• _WHAT YOU WILL DO_
From the data below, repeat exactly the lines from the line with "Query: twig" to the line with "Query: curled dry leaf", both included.

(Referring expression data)
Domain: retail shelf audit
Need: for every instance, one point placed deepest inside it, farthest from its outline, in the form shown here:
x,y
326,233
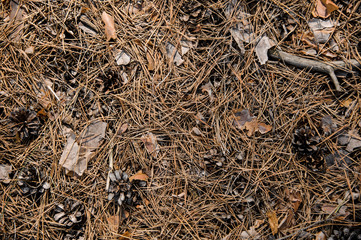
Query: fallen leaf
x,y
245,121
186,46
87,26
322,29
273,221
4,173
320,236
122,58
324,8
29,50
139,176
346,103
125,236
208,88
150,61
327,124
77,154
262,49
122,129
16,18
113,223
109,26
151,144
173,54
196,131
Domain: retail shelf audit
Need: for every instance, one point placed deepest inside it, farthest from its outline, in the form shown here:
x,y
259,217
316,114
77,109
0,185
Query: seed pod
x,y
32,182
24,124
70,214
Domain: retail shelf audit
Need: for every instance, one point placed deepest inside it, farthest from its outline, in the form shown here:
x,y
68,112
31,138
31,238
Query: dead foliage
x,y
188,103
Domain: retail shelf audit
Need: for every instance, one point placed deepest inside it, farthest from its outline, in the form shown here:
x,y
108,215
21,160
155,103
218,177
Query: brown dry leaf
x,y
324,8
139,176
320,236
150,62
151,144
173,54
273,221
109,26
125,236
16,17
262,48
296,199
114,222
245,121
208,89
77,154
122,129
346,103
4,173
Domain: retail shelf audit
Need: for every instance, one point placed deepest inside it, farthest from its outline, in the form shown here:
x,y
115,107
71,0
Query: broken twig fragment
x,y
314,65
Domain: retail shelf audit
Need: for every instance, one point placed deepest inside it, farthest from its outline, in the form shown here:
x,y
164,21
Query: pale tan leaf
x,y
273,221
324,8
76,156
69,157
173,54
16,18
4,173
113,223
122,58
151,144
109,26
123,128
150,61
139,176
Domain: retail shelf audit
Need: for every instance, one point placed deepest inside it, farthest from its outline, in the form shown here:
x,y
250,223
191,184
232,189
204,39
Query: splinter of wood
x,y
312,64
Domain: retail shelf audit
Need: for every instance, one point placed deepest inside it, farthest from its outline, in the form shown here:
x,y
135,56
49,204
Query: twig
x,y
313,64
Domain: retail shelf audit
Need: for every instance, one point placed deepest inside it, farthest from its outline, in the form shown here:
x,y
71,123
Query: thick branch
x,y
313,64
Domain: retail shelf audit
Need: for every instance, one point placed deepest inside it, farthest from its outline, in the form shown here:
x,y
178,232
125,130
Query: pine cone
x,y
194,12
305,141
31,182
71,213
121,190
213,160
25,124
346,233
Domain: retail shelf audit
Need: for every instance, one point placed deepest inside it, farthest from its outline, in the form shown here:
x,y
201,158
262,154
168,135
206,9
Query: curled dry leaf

--

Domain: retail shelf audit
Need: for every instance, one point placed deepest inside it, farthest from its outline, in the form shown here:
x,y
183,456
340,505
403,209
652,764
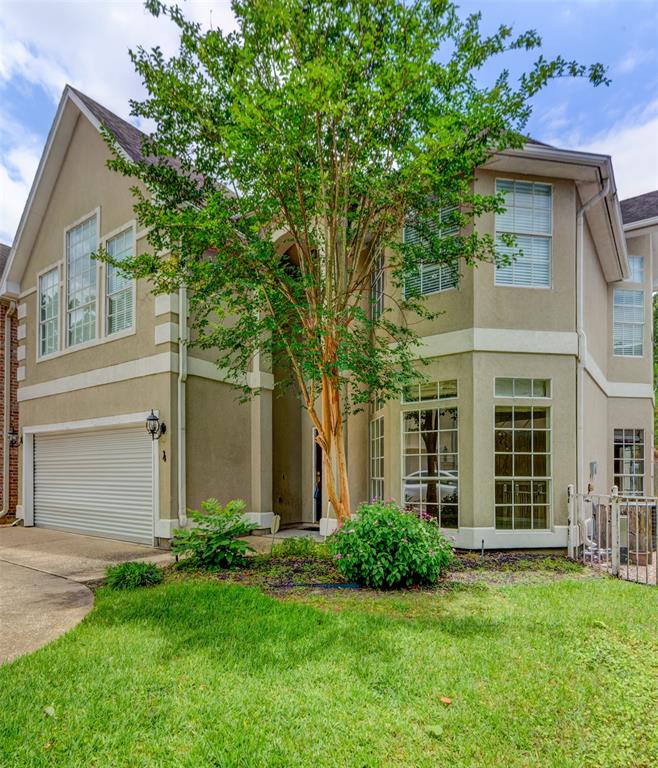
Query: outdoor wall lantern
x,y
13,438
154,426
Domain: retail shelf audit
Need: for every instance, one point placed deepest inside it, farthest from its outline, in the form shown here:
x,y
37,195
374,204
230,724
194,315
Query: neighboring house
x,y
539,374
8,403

==

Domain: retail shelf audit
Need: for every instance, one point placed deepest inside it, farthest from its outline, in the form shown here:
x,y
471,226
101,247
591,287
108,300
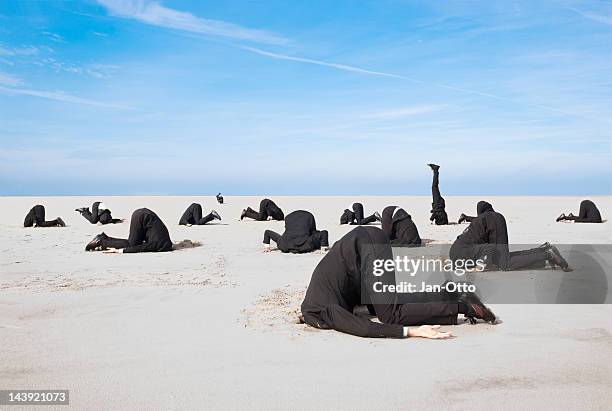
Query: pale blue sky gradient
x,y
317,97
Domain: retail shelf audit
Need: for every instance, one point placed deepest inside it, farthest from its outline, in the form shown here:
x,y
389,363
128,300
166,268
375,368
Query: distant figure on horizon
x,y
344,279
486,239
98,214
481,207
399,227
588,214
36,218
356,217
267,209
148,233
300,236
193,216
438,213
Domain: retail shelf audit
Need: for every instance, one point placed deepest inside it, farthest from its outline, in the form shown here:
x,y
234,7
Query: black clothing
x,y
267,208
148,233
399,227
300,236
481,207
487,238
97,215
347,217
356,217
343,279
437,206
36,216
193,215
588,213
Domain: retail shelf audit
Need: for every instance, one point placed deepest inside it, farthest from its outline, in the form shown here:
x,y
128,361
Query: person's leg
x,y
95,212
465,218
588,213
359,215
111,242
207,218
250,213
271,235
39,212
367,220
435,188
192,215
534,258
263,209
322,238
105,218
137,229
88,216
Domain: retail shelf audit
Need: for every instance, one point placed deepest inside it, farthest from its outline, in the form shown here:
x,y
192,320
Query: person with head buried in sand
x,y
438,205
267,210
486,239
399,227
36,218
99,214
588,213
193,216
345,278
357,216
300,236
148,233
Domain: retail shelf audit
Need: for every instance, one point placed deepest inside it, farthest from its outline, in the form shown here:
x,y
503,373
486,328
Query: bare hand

• _ANSWER BOX_
Query: twig
x,y
313,64
Domain: retail shelf audit
Need: for every instance, one point placed deepest inside it, farthest from its outline, in the form shown here:
x,y
71,123
Query: thick branch
x,y
313,64
Domain: retail shelf audit
Need: for every instance, one point placed deepest inside it, farthest from its outline, in the form shown here:
x,y
178,232
125,130
Query: pine cone
x,y
194,12
305,141
31,182
71,213
121,190
213,160
25,124
346,233
Domain: retail shelf audit
Need: for every instance, one point placed deepest inside it, farthest from its outline, in the form shown here:
x,y
201,158
262,154
168,135
206,9
Query: curled dry leaf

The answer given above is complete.